However, if a set of all quaternions are close to each other (meaning that they represent very similar rotations), then element-wise averaging of the quaternions followed by normalization may produce a sufficiently "central" quaternion. (Elementwise averaging is much faster than the eigendecomposition, which is important for some applications.)

However, the quaternions $\bf{q}$ and $\bf-{q}$ represent the same rotation (sometimes called the "double cover issue" of quaternions), so element-wise averaging cannot be applied without first somehow making sure that any quaternions that are to be averaged lie within the same "half" of the rotation group SO(3).

**Challenges:**
1. Write out the quaternion passage between "However, if a" and "for some applications.)", inclusive.
2. Answer these questions from the quaternion passage:
(a) Which method is described as much faster than the eigendecomposition?
(b) Which two quaternions represent the same rotation?
(c) Within which rotation group must the quaternions to be averaged lie in the same "half"?
3. Please give what comes next in the quaternion passage, continuing after its final sentence.
The data below come from a separate source.

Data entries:
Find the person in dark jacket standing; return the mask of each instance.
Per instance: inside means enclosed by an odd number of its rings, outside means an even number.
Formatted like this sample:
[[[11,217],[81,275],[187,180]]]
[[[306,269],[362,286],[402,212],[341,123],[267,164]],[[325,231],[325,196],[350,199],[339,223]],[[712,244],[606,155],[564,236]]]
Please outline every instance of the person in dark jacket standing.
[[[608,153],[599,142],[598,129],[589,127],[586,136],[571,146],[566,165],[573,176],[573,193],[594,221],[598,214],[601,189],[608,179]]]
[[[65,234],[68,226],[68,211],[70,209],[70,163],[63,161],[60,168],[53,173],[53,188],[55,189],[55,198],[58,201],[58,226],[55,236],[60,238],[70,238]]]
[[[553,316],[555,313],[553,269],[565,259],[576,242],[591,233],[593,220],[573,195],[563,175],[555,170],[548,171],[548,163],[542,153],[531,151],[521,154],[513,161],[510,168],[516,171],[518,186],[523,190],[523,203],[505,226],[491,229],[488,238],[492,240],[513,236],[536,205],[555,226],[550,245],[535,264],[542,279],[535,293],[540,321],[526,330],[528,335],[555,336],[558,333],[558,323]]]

==

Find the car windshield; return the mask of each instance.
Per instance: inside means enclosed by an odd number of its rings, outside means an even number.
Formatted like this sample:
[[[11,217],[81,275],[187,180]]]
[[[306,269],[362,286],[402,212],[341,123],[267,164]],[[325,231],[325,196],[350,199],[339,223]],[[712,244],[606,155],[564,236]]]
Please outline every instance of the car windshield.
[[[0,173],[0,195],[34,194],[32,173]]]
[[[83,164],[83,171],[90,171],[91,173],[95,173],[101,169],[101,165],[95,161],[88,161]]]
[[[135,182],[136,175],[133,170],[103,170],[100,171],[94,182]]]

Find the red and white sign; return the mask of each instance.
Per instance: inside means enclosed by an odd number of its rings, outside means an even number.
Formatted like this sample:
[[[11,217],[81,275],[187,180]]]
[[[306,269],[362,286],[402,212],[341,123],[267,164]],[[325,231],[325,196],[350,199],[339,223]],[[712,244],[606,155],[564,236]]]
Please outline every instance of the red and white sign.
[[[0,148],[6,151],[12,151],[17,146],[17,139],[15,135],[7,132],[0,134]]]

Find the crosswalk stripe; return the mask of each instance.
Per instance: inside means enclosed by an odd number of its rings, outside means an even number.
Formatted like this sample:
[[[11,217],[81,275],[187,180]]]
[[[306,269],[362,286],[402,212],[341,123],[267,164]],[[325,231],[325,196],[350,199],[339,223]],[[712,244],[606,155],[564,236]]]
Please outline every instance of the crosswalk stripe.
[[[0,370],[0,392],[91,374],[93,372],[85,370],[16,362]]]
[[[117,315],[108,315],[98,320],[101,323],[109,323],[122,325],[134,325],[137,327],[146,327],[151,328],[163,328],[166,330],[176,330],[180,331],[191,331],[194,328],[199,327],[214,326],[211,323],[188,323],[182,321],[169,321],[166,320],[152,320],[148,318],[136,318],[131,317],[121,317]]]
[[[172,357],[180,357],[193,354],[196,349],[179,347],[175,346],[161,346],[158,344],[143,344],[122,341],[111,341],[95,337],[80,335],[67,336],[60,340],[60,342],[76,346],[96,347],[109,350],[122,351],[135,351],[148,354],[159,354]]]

**Answer list:**
1.
However, if a set of all quaternions are close to each other (meaning that they represent very similar rotations), then element-wise averaging of the quaternions followed by normalization may produce a sufficiently "central" quaternion. (Elementwise averaging is much faster than the eigendecomposition, which is important for some applications.)

2.
(a) Element-wise averaging.
(b) $\bf{q}$ and $\bf-{q}$.
(c) SO(3).

3.
There are several possible methods for "standardizing" each quaternion in a set of quaternions so that the double-cover issue is not a problem, and I wrote about these in this answer, but I am not sure which of these methods is correct (or optimal, and under what assumptions). Some possible methods for standardizing all quaternions ${\bf q}_i \in Q$ (while ensuring that each quaternion still represents the same rotation) include the following:

  1. If the $w$ component is negative, negate the quaternion (i.e. replace ${\bf q}_i$ with $-{\bf q}_i$), so that the $w$ component is positive for all quaternions in the set $Q$.
  2. Take the dot product of ${\bf q}_1$ with all subsequent quaternions ${\bf q}_i$, for $2 \le i \le N$, and negate any of the subsequent quaternions whose dot product with ${\bf q}_i$ is negative.
  3. For each quaternion, measure the angle of rotation about the rotation axis of the quaternion, and normalize it so it always rotates the "short way around", i.e. such that $-\pi \le \theta \le \pi$. If it rotates the "long way around", i.e. $\theta \lt -\pi$ or $\theta \gt \pi$, then negate the quaternion.

These sometimes produce the same result, but they all produce different results in some cases (i.e. they all can negate different quaternions in a set of quaternions) -- therefore they are not equivalent.

What is the best way to deal with quaternions in a standardized way in order to overcome the double cover issue in situations like this?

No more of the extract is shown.